## start RECORDS FOR THE EXERCISE

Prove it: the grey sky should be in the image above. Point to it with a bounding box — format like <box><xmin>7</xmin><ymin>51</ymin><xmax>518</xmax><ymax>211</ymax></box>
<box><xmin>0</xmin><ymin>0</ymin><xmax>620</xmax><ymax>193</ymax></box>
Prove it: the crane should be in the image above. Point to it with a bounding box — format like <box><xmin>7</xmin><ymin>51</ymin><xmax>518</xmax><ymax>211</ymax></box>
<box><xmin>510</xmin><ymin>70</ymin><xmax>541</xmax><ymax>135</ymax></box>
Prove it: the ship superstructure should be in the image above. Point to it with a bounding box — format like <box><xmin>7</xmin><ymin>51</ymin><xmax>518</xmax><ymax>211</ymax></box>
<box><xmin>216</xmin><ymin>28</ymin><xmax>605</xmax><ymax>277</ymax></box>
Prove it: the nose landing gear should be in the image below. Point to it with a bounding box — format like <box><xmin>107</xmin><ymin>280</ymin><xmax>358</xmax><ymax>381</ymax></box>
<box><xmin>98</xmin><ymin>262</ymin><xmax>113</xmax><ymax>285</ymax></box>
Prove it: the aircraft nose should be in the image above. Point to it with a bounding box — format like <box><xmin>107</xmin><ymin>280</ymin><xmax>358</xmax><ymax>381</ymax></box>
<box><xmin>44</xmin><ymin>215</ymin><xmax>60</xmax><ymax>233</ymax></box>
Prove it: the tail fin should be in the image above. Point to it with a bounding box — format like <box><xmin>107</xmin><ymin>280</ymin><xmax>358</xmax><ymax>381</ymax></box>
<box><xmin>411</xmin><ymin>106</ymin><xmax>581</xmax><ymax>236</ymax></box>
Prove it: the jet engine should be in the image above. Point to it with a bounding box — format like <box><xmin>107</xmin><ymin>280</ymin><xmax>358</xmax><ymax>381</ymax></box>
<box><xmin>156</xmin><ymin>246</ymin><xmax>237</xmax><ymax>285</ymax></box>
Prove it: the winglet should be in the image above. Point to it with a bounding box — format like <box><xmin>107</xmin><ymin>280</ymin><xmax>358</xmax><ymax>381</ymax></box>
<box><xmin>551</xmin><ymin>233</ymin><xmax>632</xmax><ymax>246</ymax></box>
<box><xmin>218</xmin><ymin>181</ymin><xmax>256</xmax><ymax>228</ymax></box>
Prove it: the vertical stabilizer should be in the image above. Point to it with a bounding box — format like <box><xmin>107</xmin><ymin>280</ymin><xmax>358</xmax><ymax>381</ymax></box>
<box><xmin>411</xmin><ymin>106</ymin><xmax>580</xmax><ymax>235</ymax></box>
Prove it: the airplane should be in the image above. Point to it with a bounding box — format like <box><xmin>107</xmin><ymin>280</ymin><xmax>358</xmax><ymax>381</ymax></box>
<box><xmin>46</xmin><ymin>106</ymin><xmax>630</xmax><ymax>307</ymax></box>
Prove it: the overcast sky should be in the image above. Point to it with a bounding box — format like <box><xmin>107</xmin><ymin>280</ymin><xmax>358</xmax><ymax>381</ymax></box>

## end RECORDS FOR THE EXERCISE

> _GOAL_
Return every one of the items above verbatim, without any alteration.

> _FULL ANSWER_
Prove it: the grey sky should be in the image above. Point to it with a bounding box — format like <box><xmin>7</xmin><ymin>51</ymin><xmax>518</xmax><ymax>211</ymax></box>
<box><xmin>0</xmin><ymin>0</ymin><xmax>620</xmax><ymax>193</ymax></box>
Prove it: the crane should be in the image above. Point to it with a bounding box — format like <box><xmin>7</xmin><ymin>51</ymin><xmax>518</xmax><ymax>211</ymax></box>
<box><xmin>510</xmin><ymin>70</ymin><xmax>541</xmax><ymax>135</ymax></box>
Prove it: the ship superstructure should be in the image above. Point to it with a bounding box — format like <box><xmin>7</xmin><ymin>51</ymin><xmax>518</xmax><ymax>211</ymax></box>
<box><xmin>216</xmin><ymin>28</ymin><xmax>605</xmax><ymax>277</ymax></box>
Prove it: the nose landing gear should be in the image below. Point to it with a bounding box — format like <box><xmin>107</xmin><ymin>280</ymin><xmax>358</xmax><ymax>381</ymax></box>
<box><xmin>98</xmin><ymin>262</ymin><xmax>113</xmax><ymax>285</ymax></box>
Prove it: the aircraft nose should be in the image above. Point to it with a bounding box — format like <box><xmin>107</xmin><ymin>280</ymin><xmax>358</xmax><ymax>381</ymax></box>
<box><xmin>44</xmin><ymin>215</ymin><xmax>60</xmax><ymax>233</ymax></box>
Prove it: the tail fin should be in the image above. Point to it with a bounding box — format like <box><xmin>107</xmin><ymin>280</ymin><xmax>358</xmax><ymax>381</ymax></box>
<box><xmin>411</xmin><ymin>106</ymin><xmax>581</xmax><ymax>236</ymax></box>
Prove it: the jet engine should be in the image above. Point to it with a bounding box — format like <box><xmin>107</xmin><ymin>280</ymin><xmax>358</xmax><ymax>381</ymax></box>
<box><xmin>156</xmin><ymin>246</ymin><xmax>237</xmax><ymax>285</ymax></box>
Prove it: the winglet should be in the image above. Point to it with a bounding box — format like <box><xmin>107</xmin><ymin>280</ymin><xmax>358</xmax><ymax>381</ymax></box>
<box><xmin>551</xmin><ymin>233</ymin><xmax>632</xmax><ymax>246</ymax></box>
<box><xmin>218</xmin><ymin>181</ymin><xmax>256</xmax><ymax>228</ymax></box>
Prove it: the vertical stabilizer should be in the image above. Point to it with a bounding box — format like <box><xmin>107</xmin><ymin>280</ymin><xmax>358</xmax><ymax>381</ymax></box>
<box><xmin>411</xmin><ymin>106</ymin><xmax>580</xmax><ymax>235</ymax></box>
Prove it: the airplane should be in the image above. Point to it with a bounding box — format like <box><xmin>107</xmin><ymin>280</ymin><xmax>358</xmax><ymax>381</ymax></box>
<box><xmin>46</xmin><ymin>106</ymin><xmax>630</xmax><ymax>307</ymax></box>
Prove it: the overcast sky should be in the image above. Point to it with a bounding box — format like <box><xmin>107</xmin><ymin>280</ymin><xmax>358</xmax><ymax>381</ymax></box>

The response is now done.